Consegna assegnata ▸ Nella sezione del testo, a quale figura tratta da Dostoevskij viene paragonata l'attuale dirigenza del partito?

Sezione del testo ▸
- - - - -

Ma io lo immagino entrare in sede tra lo sgomento dei dirigenti e dire ma come siamo contro Putin? Ma quello è un mio amico fraterno. Siamo appiattiti sulle posizioni della Von der Leyen? Ma quella è l’erede della Merkel che io non sopportavo e che ci ha fatto sempre la guerra. Non ricordate i risolini tra lei e Sarkozy di scherno? Abbiamo promosso lo ius scholae? Ma io sono sempre stato contrario l’ho dichiarato a tutti i venti. E così via, siamo contrari ai condoni? Non proponiamo la diminuzione della pressione fiscale? Decine di argomenti in cui silenziosamente il partito devia e molto dalle convinzioni del suo fondatore.
E allora preso coraggio l’attuale dirigenza, esattamente come il grande inquisitore di Dostoevskij, prenderebbe da parte il Silvio redivivo e gli direbbe ma Silvio queste sono posizioni passate, la situazione attuale richiede questo tipo di politica ci dobbiamo adeguare seguire la corrente. Ed alle sua ferme rimostranze probabilmente sarebbe spedito subito alla commissione disciplina sottoposto al giudizio dei probiviri ed espulso con effetto immediato dal partito.

- - - - -

Informazioni estratte ▸

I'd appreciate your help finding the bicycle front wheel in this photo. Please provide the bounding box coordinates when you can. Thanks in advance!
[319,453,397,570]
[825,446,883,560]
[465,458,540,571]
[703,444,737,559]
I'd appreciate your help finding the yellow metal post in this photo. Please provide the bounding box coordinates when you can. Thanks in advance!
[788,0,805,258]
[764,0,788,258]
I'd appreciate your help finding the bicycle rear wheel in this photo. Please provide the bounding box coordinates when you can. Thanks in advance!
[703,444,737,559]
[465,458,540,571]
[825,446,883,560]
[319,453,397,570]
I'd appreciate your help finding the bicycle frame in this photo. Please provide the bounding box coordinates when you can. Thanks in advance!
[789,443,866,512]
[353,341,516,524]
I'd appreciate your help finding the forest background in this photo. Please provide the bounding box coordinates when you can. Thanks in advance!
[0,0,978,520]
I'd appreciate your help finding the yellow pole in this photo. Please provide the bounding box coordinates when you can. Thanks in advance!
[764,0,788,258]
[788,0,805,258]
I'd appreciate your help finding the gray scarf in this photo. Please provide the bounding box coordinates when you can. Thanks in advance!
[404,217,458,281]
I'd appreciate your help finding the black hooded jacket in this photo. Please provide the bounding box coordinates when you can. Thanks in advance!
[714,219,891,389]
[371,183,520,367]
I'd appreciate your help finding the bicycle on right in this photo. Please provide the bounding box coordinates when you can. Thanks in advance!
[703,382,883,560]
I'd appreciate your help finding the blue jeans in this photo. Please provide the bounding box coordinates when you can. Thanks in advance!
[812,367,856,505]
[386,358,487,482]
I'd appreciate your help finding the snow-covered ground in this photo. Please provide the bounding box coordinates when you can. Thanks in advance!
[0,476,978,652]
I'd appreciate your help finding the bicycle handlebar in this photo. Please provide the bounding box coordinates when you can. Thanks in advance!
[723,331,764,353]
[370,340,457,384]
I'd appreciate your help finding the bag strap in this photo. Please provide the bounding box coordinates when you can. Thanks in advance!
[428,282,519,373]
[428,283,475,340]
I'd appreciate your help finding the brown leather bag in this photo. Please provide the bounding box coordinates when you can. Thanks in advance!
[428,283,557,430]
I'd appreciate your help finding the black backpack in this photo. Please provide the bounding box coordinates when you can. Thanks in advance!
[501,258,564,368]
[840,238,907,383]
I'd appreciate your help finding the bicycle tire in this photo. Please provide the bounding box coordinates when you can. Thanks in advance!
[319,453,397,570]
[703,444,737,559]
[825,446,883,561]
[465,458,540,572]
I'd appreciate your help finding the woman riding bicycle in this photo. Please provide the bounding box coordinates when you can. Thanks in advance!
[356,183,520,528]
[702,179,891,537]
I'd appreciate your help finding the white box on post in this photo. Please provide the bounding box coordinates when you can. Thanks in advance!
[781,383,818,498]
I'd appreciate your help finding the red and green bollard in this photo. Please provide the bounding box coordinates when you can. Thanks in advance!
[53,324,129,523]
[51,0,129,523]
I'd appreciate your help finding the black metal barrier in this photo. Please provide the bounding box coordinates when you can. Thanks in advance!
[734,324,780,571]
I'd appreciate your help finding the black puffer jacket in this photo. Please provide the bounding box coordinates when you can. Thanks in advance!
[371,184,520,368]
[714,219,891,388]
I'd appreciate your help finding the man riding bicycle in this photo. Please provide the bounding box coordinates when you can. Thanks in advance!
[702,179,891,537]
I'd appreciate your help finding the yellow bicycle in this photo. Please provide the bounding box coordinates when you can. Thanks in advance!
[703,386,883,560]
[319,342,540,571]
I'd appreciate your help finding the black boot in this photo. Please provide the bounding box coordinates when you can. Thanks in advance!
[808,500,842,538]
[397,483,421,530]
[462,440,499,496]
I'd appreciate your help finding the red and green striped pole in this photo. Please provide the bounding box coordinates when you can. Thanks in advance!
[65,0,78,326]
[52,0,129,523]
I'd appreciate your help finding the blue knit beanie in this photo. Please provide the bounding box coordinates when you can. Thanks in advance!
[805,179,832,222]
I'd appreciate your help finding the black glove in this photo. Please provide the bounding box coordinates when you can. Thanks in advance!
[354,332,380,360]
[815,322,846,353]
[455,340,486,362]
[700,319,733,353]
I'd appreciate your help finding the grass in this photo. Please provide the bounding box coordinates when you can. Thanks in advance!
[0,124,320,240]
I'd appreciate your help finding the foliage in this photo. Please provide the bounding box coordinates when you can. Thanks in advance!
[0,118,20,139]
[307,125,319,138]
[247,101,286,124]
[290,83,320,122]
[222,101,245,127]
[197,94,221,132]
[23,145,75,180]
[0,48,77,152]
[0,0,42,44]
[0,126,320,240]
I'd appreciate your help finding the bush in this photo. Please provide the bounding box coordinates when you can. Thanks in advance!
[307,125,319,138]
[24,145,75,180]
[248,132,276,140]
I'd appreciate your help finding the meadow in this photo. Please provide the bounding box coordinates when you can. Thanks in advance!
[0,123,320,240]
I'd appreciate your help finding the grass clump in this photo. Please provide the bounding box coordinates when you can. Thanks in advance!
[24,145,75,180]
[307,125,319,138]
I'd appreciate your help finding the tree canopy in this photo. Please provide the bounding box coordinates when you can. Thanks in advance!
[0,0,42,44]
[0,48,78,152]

- - - - -

Risposta all'esercizio ▸ Al grande inquisitore.